- **DATA FOR PROCESSING**:
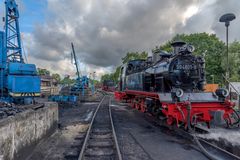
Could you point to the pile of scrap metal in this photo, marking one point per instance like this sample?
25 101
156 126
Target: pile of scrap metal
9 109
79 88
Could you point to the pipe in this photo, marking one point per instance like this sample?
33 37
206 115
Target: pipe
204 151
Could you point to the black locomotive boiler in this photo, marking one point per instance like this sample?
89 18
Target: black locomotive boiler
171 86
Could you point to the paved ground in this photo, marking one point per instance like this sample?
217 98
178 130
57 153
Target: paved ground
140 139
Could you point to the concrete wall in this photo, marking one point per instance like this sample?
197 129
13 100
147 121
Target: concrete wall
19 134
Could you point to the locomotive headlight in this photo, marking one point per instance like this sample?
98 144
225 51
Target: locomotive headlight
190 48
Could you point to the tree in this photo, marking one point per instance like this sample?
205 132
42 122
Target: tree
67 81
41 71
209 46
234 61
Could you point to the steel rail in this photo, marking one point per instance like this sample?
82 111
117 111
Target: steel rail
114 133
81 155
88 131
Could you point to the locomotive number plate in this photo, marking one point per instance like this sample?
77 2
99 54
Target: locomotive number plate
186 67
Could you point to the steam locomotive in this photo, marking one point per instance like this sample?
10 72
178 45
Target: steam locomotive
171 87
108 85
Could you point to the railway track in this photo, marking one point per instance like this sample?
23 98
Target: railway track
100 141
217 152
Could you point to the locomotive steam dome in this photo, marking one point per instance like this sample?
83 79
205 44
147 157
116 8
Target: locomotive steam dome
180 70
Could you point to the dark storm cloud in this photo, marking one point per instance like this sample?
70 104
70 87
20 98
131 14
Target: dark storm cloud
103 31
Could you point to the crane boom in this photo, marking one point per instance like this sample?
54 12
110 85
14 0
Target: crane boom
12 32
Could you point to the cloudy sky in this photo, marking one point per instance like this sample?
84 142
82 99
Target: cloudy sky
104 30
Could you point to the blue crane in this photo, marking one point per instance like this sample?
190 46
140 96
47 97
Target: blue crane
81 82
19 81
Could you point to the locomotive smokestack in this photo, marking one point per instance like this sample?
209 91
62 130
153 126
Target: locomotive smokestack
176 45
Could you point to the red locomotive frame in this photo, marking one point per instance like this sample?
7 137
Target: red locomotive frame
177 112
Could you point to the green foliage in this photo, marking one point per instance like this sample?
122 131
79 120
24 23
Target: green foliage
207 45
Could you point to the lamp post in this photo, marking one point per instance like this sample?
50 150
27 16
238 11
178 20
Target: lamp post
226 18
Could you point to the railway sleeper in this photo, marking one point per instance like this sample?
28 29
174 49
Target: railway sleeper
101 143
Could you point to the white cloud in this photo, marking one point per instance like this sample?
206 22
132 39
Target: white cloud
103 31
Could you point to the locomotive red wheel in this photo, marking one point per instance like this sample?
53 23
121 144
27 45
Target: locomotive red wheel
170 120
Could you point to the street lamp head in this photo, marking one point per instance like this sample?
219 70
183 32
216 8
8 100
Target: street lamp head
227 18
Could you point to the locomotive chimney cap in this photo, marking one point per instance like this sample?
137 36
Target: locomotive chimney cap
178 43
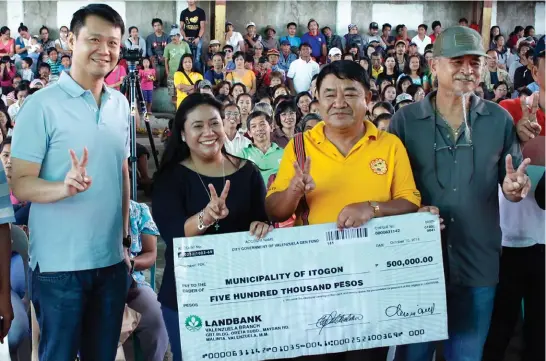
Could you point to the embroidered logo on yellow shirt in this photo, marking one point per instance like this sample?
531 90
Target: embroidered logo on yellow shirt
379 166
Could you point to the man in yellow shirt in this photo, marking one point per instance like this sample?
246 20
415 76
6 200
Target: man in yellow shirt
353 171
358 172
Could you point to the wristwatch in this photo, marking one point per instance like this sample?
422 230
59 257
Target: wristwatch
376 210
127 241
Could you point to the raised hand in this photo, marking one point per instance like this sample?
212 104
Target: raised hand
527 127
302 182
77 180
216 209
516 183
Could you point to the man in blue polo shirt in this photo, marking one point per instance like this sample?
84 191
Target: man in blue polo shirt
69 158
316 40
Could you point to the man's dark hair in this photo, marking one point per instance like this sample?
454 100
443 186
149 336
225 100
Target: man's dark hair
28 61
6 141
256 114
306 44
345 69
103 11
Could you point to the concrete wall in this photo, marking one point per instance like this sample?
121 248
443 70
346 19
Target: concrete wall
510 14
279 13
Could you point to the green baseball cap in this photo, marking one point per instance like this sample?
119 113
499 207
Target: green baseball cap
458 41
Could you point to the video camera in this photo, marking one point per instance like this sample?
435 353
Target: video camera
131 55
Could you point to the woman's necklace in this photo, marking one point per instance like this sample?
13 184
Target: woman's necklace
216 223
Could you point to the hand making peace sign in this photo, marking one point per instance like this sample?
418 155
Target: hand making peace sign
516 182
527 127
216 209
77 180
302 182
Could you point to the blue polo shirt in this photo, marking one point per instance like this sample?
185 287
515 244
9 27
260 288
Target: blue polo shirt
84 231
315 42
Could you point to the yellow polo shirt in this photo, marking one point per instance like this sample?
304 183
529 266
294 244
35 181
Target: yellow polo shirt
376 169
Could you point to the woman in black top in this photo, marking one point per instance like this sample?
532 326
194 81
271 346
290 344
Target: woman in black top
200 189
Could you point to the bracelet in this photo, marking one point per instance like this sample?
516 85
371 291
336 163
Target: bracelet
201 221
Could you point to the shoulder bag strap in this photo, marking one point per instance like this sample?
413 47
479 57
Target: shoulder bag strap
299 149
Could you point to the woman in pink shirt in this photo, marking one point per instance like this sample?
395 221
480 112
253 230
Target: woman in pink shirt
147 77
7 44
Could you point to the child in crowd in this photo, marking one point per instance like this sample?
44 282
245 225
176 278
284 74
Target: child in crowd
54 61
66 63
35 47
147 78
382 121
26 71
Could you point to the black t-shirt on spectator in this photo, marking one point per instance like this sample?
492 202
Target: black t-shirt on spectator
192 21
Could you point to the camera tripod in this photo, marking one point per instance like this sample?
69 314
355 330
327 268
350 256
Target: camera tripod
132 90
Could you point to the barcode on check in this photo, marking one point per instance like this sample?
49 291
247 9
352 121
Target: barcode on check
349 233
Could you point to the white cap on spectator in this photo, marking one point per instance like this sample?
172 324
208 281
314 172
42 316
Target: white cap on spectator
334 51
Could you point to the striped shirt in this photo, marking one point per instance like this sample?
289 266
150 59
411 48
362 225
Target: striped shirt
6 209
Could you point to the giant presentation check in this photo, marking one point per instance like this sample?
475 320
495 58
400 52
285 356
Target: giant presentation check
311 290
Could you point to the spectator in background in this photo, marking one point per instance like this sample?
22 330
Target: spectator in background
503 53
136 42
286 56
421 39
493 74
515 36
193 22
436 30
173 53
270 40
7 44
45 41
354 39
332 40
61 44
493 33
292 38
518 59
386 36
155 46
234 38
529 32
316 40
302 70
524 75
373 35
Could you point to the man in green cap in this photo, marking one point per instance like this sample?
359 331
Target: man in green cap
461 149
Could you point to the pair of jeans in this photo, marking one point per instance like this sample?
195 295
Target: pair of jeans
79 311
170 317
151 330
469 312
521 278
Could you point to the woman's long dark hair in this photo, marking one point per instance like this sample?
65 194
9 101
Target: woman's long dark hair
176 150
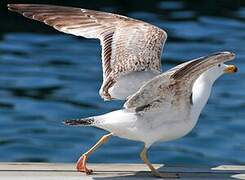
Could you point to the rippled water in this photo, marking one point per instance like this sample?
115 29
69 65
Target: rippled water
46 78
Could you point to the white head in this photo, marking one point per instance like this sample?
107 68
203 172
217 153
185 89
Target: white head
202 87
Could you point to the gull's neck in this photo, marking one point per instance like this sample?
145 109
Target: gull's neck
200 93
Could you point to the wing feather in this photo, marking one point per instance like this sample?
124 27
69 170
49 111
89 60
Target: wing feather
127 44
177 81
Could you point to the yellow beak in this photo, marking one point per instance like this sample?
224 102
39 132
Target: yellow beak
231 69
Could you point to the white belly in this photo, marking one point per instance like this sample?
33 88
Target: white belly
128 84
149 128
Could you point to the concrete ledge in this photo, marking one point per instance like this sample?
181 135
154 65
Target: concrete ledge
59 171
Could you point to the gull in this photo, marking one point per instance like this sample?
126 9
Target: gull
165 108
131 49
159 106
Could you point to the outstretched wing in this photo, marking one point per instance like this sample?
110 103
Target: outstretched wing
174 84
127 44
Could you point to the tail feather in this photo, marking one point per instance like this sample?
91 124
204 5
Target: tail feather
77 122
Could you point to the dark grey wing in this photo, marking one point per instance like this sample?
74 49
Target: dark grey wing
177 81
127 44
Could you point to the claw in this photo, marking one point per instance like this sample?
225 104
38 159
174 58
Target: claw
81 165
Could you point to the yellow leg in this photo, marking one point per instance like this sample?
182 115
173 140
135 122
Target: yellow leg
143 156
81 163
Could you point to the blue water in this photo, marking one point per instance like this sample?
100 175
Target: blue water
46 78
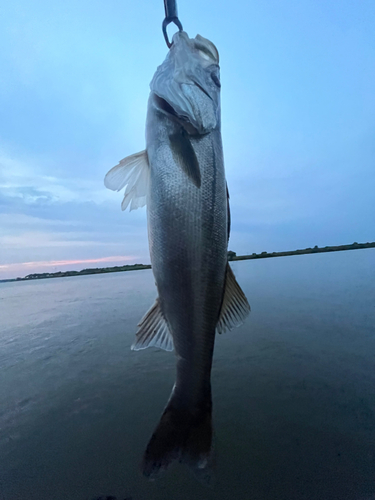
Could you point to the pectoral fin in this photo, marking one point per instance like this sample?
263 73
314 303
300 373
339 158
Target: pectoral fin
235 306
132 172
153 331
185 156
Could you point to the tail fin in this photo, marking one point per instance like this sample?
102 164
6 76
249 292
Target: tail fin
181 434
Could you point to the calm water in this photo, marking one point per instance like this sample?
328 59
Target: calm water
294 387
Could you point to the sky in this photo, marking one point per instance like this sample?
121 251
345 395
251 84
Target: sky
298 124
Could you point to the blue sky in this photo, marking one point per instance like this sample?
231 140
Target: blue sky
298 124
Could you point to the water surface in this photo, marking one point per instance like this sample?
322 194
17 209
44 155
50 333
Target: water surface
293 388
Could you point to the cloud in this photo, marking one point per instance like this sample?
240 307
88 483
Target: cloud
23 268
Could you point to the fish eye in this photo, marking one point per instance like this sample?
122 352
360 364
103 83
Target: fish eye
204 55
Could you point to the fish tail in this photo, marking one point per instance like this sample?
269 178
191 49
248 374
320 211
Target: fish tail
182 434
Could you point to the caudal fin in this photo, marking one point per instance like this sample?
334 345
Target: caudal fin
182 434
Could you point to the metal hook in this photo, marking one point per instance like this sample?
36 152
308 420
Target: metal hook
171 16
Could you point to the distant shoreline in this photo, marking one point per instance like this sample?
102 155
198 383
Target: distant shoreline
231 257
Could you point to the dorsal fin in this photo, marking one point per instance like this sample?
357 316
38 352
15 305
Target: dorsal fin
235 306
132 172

- **INSTRUCTIONS FOR THE TASK**:
Write out once more the lines above beginning at the line with "Could you point to the fish eye"; continue through the final line and stop there.

- **EXERCISE SOLUTION**:
Could you point to the fish eye in this photo, marking one point per instance like this sample?
122 352
360 364
103 83
Target: fish eye
204 55
Could you point to the fish tail in this photo, marking one point per instance like this sample?
269 178
191 49
248 374
320 211
Target: fish tail
182 434
Could you point to the caudal fin in this photo, marking one point per instance like this sample?
334 345
Target: caudal fin
182 434
Could you point to the metal hook in this photo, marking one point per instance like this sample?
36 152
308 420
Target: metal hook
171 16
Could you point to the distant shoreline in this photo, marking one point per instance like this sample?
102 155
198 383
Target: distant shoreline
231 257
Could you point to the dorsal fin in this photo, marking one point per instance like this sample?
357 316
38 352
15 305
Target: dorsal fin
235 306
132 172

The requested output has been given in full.